In the entries below, turn everything from the line containing "of the arched" down to the line containing "<point>266,160</point>", both of those lines included, into a numbered list. Leave out any blank lines.

## DATA ENTRIES
■ ■ ■ ■ ■ ■ ■

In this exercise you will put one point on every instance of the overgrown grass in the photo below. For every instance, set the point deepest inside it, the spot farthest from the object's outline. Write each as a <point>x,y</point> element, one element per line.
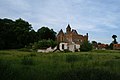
<point>95,65</point>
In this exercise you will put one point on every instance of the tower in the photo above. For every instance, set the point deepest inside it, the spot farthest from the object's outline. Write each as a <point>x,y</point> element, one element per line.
<point>68,29</point>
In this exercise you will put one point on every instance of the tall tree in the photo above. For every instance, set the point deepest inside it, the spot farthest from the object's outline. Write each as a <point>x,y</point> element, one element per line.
<point>114,37</point>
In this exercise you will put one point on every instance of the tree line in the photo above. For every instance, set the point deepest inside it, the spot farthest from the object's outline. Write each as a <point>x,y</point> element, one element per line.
<point>19,33</point>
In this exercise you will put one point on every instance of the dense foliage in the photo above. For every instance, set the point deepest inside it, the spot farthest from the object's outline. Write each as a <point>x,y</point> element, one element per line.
<point>18,33</point>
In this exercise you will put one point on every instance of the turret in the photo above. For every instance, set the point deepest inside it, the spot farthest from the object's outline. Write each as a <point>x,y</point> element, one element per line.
<point>68,29</point>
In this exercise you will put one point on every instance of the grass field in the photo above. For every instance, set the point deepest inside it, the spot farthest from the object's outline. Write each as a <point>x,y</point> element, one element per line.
<point>95,65</point>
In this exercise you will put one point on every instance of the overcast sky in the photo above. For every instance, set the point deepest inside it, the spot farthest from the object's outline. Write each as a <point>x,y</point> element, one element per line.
<point>99,18</point>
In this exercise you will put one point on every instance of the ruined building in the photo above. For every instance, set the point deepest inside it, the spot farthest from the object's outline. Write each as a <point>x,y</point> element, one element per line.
<point>70,40</point>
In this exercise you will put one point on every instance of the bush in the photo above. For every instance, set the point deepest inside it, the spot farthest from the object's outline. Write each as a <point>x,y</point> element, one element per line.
<point>86,46</point>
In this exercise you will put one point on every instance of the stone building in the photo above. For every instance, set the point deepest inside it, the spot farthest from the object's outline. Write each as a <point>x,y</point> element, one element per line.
<point>70,40</point>
<point>116,46</point>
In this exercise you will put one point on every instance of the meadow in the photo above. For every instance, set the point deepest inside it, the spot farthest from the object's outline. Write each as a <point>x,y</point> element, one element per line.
<point>94,65</point>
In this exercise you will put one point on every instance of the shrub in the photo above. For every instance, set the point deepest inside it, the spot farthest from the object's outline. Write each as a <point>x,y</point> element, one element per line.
<point>86,46</point>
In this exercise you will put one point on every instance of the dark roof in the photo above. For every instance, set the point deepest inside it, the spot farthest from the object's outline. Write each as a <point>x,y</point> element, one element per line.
<point>61,31</point>
<point>74,31</point>
<point>68,26</point>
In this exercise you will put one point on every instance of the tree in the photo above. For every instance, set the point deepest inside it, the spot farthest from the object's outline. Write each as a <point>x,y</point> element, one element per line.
<point>22,29</point>
<point>15,34</point>
<point>86,46</point>
<point>46,33</point>
<point>114,37</point>
<point>94,44</point>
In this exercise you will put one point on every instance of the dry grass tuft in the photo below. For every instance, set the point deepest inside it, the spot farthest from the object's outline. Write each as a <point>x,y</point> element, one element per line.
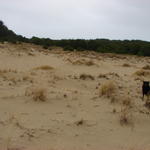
<point>83,62</point>
<point>142,73</point>
<point>86,76</point>
<point>147,67</point>
<point>46,67</point>
<point>126,65</point>
<point>108,88</point>
<point>127,102</point>
<point>38,94</point>
<point>80,122</point>
<point>126,117</point>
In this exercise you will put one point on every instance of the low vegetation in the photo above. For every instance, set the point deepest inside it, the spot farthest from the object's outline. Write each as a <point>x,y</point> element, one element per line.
<point>37,94</point>
<point>107,89</point>
<point>135,47</point>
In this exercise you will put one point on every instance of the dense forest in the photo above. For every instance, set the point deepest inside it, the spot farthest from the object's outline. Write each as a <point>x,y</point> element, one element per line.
<point>135,47</point>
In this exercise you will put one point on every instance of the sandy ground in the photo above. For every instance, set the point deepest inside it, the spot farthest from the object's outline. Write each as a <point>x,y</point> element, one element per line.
<point>52,100</point>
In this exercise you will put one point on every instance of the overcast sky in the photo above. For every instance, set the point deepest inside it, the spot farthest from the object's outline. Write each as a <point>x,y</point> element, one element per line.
<point>59,19</point>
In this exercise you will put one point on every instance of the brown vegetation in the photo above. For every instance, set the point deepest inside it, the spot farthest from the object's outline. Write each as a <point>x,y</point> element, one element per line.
<point>108,88</point>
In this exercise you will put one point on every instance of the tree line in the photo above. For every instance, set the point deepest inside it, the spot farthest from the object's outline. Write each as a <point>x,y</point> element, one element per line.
<point>135,47</point>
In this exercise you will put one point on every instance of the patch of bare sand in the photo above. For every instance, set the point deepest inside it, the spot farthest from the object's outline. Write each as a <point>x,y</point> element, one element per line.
<point>47,103</point>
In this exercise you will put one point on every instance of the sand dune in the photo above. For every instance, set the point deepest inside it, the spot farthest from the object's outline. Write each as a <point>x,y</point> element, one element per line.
<point>57,100</point>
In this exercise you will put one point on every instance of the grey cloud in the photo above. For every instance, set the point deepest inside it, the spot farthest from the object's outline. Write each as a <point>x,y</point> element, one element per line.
<point>114,19</point>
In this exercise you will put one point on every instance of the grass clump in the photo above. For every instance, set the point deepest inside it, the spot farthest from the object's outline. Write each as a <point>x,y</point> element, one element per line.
<point>126,65</point>
<point>86,76</point>
<point>37,94</point>
<point>126,117</point>
<point>142,72</point>
<point>107,89</point>
<point>147,67</point>
<point>45,67</point>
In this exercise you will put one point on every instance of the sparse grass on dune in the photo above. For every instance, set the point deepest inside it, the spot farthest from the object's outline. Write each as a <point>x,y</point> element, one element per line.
<point>126,65</point>
<point>107,89</point>
<point>108,75</point>
<point>85,62</point>
<point>86,76</point>
<point>37,93</point>
<point>126,116</point>
<point>45,67</point>
<point>146,67</point>
<point>142,72</point>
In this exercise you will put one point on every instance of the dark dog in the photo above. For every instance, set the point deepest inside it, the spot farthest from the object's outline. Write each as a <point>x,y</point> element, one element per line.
<point>146,89</point>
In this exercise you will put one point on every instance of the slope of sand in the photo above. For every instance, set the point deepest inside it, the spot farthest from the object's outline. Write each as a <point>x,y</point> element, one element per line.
<point>73,115</point>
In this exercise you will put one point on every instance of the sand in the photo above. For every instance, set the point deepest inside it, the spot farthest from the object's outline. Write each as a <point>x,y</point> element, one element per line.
<point>52,100</point>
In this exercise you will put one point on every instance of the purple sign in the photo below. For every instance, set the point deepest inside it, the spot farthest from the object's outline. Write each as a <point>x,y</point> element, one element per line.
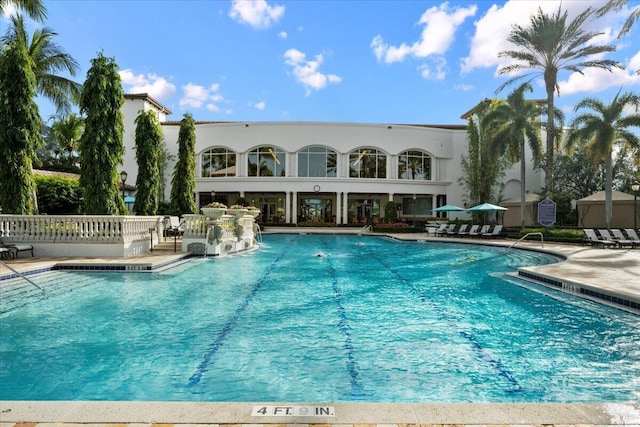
<point>547,212</point>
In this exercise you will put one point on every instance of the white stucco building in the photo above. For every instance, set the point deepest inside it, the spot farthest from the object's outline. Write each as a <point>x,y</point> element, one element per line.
<point>332,172</point>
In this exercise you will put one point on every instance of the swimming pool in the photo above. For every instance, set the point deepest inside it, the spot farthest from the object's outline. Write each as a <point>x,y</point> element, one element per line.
<point>320,319</point>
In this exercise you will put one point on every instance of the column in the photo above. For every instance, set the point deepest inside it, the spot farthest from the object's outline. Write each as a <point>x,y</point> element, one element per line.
<point>287,206</point>
<point>294,207</point>
<point>345,207</point>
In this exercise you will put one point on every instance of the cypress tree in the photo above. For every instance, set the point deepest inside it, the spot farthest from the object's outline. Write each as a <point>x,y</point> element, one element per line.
<point>148,146</point>
<point>19,128</point>
<point>183,183</point>
<point>101,145</point>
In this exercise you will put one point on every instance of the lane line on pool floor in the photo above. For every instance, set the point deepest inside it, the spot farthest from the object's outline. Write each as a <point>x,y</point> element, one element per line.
<point>228,327</point>
<point>480,353</point>
<point>343,324</point>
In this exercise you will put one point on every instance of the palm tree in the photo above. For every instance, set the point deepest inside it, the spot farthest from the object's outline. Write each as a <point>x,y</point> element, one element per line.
<point>34,8</point>
<point>48,59</point>
<point>513,123</point>
<point>549,45</point>
<point>603,128</point>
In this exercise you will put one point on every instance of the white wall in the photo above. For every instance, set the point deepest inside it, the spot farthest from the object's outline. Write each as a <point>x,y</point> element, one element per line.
<point>446,146</point>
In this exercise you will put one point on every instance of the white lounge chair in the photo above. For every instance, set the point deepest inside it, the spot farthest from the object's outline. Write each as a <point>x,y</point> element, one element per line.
<point>444,229</point>
<point>595,240</point>
<point>462,229</point>
<point>619,237</point>
<point>483,230</point>
<point>172,226</point>
<point>17,247</point>
<point>474,229</point>
<point>494,233</point>
<point>632,235</point>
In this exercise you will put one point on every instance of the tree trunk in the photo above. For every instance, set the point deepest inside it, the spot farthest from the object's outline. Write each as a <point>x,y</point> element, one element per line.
<point>550,140</point>
<point>608,185</point>
<point>523,185</point>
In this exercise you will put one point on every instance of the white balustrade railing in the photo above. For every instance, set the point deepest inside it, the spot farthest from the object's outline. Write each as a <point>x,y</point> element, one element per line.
<point>78,228</point>
<point>196,226</point>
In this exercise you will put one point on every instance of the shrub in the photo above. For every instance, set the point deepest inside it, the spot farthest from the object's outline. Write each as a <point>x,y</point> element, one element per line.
<point>58,195</point>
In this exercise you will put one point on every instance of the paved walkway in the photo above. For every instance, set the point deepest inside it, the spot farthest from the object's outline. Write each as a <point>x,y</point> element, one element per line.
<point>614,271</point>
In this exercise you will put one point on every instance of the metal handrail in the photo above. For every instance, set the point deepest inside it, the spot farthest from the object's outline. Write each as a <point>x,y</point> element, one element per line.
<point>367,227</point>
<point>537,233</point>
<point>22,275</point>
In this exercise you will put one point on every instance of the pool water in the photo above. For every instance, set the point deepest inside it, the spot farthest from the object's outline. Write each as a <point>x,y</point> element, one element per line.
<point>318,318</point>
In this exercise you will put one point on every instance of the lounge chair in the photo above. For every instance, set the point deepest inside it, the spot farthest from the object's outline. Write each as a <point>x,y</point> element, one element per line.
<point>172,226</point>
<point>632,235</point>
<point>619,237</point>
<point>6,252</point>
<point>494,233</point>
<point>462,228</point>
<point>17,247</point>
<point>474,229</point>
<point>595,240</point>
<point>483,230</point>
<point>442,229</point>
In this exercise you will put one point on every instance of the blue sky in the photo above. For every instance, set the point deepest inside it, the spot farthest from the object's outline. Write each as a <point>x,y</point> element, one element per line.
<point>341,61</point>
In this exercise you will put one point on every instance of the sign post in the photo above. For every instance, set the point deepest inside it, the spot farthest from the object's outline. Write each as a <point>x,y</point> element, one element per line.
<point>547,213</point>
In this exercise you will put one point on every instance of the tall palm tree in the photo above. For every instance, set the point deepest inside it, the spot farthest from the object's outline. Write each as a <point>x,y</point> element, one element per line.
<point>603,128</point>
<point>49,59</point>
<point>549,45</point>
<point>34,8</point>
<point>513,123</point>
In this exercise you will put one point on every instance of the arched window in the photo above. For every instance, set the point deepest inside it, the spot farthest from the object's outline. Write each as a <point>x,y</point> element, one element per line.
<point>317,162</point>
<point>414,164</point>
<point>218,162</point>
<point>367,163</point>
<point>266,160</point>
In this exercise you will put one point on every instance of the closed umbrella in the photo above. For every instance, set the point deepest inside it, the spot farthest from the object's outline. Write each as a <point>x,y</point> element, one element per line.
<point>486,207</point>
<point>449,208</point>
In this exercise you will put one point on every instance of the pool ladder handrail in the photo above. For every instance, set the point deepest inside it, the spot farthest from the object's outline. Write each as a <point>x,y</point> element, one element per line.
<point>22,275</point>
<point>258,232</point>
<point>367,228</point>
<point>537,233</point>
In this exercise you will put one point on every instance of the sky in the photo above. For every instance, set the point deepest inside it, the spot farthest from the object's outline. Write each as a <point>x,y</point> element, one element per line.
<point>400,62</point>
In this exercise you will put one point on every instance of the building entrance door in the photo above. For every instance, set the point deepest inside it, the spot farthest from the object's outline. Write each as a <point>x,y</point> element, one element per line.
<point>316,210</point>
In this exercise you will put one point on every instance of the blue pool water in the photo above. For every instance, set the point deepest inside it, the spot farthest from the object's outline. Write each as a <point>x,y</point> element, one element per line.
<point>317,319</point>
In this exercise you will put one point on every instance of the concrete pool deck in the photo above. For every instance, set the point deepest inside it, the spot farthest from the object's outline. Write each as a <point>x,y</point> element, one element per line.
<point>615,271</point>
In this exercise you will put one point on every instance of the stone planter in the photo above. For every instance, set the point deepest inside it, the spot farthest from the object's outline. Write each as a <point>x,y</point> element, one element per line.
<point>253,212</point>
<point>213,212</point>
<point>238,213</point>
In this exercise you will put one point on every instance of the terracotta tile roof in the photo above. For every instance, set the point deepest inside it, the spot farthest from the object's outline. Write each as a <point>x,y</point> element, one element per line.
<point>146,97</point>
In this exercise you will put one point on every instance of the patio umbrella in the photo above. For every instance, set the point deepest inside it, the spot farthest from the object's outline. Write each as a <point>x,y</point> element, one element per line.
<point>486,207</point>
<point>449,208</point>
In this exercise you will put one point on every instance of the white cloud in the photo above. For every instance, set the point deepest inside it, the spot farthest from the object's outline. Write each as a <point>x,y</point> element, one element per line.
<point>9,9</point>
<point>152,84</point>
<point>597,80</point>
<point>463,87</point>
<point>307,72</point>
<point>440,24</point>
<point>438,72</point>
<point>256,13</point>
<point>196,96</point>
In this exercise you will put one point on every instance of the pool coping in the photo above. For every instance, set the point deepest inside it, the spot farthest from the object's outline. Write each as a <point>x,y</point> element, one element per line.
<point>83,412</point>
<point>383,414</point>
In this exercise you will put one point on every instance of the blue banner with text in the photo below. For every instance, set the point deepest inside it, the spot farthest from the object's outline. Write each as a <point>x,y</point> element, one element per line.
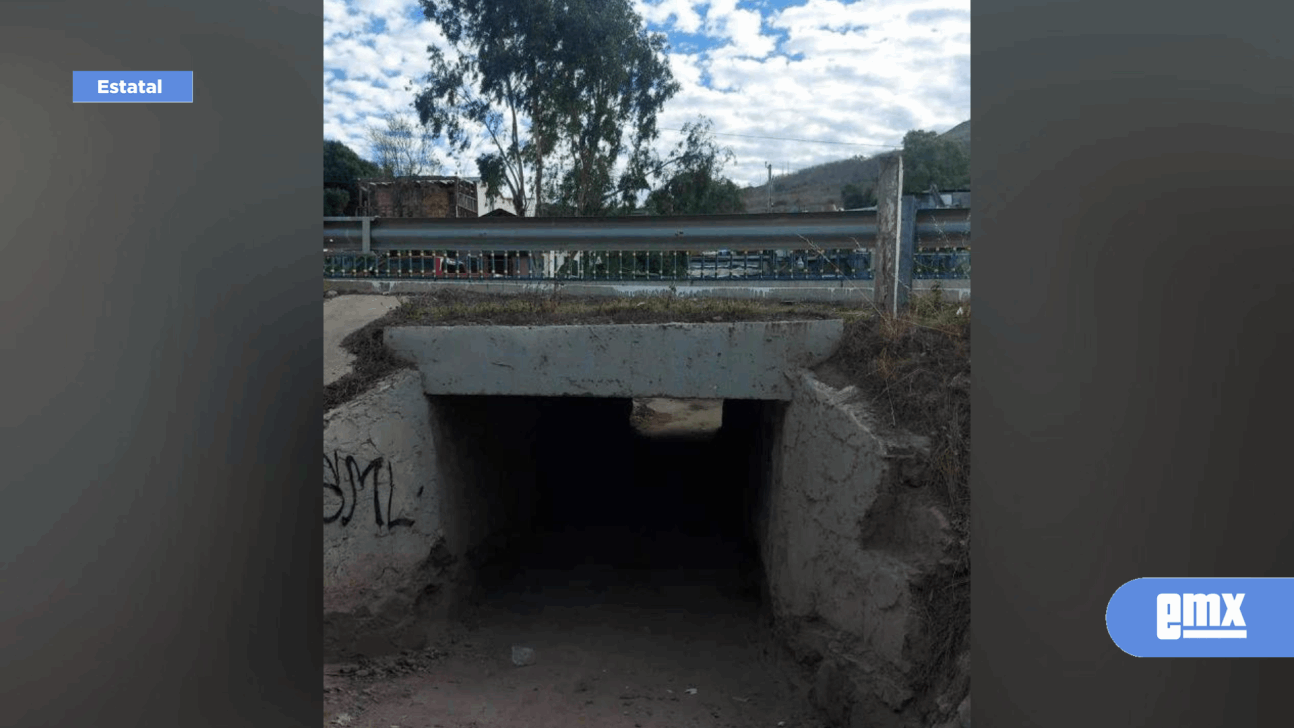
<point>132,87</point>
<point>1207,617</point>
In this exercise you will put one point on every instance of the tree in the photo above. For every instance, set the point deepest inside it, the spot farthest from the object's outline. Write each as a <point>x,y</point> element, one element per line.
<point>929,159</point>
<point>852,197</point>
<point>400,149</point>
<point>342,167</point>
<point>696,186</point>
<point>581,78</point>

■ ■ ■ ■ ■ ■ ■

## CORRECT RESULT
1. In this exercise you will put one point on every instance of the arched window in the photo above. For every instance, set the point deepest inside it, the spot farthest from the object's outline. Write each as a <point>x,y</point> element, one element per line.
2. <point>317,162</point>
3. <point>414,164</point>
4. <point>218,162</point>
5. <point>367,163</point>
6. <point>266,160</point>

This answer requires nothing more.